Only the lines from the one containing "Question. Place a dot on every instance of the condominium" through the last line of the listing are to be given again, exactly as they appear.

※ ※ ※

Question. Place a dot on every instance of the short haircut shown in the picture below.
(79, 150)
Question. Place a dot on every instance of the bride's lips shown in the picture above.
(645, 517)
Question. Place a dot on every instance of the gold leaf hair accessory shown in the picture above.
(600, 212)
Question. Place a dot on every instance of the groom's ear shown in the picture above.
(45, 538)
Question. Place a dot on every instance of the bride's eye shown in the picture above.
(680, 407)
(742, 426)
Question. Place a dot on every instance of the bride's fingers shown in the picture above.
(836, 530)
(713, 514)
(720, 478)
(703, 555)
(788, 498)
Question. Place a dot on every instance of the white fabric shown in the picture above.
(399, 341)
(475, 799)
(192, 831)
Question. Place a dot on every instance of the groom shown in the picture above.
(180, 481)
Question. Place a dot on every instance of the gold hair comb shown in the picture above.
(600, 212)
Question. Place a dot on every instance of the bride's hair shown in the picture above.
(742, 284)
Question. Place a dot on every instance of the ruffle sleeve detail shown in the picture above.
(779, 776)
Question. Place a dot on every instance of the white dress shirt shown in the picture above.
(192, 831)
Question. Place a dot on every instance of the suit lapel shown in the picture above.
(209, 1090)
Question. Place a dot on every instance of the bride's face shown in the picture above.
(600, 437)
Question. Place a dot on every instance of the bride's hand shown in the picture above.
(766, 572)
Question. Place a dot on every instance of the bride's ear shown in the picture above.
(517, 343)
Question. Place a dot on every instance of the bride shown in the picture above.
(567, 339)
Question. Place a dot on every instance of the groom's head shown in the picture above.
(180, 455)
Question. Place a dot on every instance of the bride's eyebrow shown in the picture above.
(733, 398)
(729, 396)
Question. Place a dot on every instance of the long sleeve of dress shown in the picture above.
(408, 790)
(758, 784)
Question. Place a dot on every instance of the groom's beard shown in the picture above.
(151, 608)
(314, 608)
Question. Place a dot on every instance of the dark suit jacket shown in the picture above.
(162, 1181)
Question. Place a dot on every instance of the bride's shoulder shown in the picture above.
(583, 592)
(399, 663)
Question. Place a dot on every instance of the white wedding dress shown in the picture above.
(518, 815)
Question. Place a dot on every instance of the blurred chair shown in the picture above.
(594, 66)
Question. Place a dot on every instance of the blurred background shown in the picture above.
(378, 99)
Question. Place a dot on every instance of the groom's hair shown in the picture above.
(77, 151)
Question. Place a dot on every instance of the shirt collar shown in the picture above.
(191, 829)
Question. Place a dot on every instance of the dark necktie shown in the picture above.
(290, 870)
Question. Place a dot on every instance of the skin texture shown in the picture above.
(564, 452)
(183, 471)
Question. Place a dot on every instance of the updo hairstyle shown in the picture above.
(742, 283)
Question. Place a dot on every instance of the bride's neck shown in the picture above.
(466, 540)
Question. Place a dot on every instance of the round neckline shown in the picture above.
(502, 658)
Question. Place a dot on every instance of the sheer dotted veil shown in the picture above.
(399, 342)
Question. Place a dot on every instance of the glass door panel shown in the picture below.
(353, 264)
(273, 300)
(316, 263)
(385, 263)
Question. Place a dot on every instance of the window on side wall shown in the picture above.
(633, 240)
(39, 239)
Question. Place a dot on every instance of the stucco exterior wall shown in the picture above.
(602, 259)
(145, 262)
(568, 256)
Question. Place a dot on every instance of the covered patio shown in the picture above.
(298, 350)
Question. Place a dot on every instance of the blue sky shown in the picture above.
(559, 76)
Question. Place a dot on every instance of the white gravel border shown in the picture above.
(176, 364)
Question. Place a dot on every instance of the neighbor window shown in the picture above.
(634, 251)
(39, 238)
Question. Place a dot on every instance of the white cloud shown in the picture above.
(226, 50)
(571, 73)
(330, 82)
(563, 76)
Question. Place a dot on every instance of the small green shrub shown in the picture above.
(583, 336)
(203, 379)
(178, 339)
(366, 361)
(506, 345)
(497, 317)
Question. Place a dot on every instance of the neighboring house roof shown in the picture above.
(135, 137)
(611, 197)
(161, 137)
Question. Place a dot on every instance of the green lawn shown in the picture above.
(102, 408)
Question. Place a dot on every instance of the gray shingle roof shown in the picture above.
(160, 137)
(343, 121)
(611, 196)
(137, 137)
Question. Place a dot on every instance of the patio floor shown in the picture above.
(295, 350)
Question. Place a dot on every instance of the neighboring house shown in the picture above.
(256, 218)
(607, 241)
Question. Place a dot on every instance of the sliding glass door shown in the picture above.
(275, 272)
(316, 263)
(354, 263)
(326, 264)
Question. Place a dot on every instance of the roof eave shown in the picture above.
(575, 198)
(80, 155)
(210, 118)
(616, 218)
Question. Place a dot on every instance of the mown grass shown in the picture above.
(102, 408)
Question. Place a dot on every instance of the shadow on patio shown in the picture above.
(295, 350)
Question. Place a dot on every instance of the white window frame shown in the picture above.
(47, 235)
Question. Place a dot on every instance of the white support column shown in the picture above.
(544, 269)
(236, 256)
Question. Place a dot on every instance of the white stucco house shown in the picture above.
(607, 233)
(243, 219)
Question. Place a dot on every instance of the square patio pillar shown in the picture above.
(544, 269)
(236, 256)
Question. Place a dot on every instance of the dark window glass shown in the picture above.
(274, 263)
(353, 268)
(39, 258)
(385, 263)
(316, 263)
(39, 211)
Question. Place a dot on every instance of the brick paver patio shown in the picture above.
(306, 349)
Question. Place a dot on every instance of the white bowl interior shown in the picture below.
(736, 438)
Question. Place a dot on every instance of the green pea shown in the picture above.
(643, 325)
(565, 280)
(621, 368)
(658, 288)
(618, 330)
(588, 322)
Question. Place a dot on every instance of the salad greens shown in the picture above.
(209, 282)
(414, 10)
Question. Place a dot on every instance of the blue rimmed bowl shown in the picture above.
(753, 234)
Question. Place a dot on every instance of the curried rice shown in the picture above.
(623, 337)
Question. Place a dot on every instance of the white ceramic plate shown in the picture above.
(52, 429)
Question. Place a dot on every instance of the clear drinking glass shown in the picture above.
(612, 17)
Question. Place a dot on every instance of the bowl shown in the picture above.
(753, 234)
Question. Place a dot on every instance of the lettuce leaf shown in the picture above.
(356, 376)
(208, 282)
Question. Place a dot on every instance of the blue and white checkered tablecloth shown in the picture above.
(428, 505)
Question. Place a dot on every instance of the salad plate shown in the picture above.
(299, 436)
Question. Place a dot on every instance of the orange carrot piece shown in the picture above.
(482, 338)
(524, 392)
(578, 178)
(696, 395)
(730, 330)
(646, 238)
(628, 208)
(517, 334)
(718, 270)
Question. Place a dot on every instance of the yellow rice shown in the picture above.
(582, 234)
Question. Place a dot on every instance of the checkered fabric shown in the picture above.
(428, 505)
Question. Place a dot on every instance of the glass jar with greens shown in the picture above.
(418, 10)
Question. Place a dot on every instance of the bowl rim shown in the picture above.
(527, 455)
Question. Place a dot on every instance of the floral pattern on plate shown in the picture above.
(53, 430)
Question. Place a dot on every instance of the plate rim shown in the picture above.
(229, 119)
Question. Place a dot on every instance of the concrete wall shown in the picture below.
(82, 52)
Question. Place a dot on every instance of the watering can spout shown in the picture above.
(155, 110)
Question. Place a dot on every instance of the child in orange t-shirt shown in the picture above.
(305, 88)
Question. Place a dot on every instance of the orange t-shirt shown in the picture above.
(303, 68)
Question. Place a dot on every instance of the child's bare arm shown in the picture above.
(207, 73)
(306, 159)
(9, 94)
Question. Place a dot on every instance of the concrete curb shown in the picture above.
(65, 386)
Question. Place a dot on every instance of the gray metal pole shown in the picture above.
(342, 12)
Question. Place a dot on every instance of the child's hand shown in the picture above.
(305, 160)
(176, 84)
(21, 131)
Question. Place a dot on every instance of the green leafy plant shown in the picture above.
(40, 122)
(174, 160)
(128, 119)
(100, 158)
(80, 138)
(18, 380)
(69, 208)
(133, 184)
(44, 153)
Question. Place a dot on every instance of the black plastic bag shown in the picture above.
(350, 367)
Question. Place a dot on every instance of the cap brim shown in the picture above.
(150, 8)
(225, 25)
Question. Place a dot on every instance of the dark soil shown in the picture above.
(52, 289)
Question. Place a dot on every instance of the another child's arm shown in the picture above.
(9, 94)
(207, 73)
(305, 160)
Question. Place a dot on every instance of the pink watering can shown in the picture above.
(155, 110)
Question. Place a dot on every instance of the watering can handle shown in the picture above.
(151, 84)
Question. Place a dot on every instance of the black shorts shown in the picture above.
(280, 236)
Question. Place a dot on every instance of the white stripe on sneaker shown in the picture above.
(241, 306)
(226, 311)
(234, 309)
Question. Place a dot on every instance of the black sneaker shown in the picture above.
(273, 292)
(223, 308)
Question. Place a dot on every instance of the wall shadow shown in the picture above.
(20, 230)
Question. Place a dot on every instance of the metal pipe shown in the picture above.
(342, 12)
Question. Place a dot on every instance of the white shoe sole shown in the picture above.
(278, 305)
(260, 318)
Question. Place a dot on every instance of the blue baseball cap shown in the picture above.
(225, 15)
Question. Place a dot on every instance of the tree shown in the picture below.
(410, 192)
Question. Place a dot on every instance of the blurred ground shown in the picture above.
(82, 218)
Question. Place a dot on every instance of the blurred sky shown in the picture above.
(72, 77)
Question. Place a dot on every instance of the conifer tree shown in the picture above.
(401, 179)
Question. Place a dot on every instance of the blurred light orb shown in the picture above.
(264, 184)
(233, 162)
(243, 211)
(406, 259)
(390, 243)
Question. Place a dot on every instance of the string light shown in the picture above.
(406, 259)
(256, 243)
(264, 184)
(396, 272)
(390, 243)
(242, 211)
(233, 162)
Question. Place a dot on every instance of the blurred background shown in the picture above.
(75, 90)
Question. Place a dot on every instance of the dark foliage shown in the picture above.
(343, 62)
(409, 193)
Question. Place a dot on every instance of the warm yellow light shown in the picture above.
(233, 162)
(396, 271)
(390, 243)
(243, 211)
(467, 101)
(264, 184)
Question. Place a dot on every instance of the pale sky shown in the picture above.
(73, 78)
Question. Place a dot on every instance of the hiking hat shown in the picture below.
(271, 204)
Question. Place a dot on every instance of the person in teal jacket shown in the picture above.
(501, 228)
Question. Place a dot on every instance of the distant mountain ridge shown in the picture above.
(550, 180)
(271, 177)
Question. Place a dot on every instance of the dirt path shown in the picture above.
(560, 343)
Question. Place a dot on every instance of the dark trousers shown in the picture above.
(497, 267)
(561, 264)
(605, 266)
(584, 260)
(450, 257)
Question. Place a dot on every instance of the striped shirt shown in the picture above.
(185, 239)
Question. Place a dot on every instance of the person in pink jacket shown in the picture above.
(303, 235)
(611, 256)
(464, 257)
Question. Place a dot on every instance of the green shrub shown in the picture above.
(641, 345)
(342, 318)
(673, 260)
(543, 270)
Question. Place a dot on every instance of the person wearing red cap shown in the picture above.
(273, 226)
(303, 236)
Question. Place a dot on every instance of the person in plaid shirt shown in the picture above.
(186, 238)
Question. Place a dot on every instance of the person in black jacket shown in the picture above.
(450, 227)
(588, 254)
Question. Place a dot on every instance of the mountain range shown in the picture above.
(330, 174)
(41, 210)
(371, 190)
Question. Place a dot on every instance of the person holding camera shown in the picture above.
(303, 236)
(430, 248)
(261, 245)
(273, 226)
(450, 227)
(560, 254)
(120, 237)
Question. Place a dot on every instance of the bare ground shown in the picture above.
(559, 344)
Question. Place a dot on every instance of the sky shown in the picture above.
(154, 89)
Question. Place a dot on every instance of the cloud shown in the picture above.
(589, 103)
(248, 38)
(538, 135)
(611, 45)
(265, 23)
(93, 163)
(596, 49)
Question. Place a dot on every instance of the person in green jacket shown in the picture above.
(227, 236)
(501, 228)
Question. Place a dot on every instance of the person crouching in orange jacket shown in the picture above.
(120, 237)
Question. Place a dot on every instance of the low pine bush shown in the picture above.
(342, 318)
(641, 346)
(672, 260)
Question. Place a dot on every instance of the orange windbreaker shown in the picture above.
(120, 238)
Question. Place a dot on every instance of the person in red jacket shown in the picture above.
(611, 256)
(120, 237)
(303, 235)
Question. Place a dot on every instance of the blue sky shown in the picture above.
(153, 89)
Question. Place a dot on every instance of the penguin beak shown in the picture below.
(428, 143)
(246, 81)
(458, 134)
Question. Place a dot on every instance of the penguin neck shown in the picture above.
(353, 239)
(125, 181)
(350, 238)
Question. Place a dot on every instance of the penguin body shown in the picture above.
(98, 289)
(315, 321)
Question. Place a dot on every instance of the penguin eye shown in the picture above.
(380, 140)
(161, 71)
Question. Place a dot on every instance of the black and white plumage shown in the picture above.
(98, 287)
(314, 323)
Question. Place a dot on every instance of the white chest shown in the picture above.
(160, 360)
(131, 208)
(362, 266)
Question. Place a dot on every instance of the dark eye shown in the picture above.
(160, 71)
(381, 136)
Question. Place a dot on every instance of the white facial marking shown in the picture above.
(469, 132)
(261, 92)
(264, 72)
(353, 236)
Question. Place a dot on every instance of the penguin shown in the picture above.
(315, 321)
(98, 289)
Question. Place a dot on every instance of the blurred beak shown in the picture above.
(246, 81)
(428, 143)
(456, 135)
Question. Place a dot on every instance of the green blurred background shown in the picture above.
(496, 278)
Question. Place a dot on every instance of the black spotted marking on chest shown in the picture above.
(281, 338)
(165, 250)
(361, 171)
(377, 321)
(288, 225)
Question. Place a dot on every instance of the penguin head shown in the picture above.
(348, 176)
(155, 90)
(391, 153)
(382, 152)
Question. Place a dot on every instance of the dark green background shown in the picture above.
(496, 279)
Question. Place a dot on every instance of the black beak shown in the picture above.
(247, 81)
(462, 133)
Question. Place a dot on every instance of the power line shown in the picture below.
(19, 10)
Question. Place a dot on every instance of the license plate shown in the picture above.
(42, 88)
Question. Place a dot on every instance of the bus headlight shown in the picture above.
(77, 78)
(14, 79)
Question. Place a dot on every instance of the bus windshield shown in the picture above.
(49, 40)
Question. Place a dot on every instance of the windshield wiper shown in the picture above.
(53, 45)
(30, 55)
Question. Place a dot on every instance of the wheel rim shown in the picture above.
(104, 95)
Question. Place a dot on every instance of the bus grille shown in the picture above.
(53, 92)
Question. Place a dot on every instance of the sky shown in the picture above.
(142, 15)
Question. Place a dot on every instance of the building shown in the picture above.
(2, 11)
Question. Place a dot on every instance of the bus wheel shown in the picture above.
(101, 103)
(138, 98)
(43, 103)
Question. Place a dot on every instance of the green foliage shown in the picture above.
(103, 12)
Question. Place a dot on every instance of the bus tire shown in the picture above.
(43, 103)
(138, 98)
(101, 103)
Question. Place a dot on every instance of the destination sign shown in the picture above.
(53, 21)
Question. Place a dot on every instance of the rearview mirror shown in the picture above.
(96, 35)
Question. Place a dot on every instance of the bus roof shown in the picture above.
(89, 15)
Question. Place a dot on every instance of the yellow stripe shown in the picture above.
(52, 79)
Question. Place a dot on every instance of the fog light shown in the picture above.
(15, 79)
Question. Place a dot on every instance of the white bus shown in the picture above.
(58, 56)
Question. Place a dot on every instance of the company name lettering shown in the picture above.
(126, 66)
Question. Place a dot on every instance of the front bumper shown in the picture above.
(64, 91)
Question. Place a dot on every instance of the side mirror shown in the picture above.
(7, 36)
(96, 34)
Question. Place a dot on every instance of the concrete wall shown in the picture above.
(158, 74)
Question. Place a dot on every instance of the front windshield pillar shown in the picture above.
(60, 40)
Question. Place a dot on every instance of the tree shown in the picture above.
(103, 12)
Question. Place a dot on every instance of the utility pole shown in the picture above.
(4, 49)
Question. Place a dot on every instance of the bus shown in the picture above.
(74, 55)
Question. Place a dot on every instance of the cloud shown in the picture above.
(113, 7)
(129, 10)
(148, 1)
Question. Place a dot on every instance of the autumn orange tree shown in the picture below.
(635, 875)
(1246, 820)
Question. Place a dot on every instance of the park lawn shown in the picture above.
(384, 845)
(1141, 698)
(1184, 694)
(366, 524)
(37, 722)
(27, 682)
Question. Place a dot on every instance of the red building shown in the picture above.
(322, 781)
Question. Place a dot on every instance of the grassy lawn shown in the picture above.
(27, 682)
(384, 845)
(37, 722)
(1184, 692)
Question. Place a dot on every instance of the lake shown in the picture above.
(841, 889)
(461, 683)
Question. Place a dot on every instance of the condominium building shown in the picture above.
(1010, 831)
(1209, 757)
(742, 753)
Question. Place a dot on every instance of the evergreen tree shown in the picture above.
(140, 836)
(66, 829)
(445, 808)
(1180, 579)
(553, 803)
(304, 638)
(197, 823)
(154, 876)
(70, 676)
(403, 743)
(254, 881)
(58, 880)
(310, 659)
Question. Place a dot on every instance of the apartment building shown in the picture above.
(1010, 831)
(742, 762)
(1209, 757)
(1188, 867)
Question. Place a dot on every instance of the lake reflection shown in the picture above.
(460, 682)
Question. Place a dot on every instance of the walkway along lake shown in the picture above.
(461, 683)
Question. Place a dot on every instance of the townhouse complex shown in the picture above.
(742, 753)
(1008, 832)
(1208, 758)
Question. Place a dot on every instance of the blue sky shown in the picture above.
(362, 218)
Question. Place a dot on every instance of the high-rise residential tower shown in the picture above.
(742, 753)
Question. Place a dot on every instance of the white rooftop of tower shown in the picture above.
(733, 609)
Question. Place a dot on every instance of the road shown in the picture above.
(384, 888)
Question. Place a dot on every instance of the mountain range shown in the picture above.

※ ※ ※

- [Answer to this task]
Question. Place a dot on every instance of the condominium building shown in the picture above.
(1010, 831)
(1209, 757)
(742, 753)
Question. Place a dot on every instance of the evergreen tree shown in the picture above.
(140, 836)
(66, 829)
(445, 808)
(1180, 579)
(553, 803)
(304, 638)
(197, 823)
(154, 876)
(70, 676)
(403, 743)
(254, 881)
(58, 880)
(310, 659)
Question. Place a dot on every instance of the apartment building shown in the picture above.
(1010, 831)
(742, 762)
(1209, 757)
(1188, 867)
Question. Place a dot on every instance of the lake reflection shown in the picture above.
(460, 682)
Question. Place a dot on every instance of the walkway along lake shown in the picture above.
(461, 683)
Question. Place a dot on every instance of the townhouse complex shown in the picture above.
(742, 753)
(1008, 832)
(1208, 758)
Question. Place a dot on every instance of the blue sky shown in the picture above.
(362, 218)
Question. Place a dot on every instance of the high-rise residential tower shown in the picture above.
(742, 753)
Question. Place a dot on every instance of the white rooftop of tower shown in the picture above.
(733, 609)
Question. Place a dot on every instance of the road shown in the picture above.
(384, 888)
Question. Place a dot on every instance of the mountain range shown in the picture above.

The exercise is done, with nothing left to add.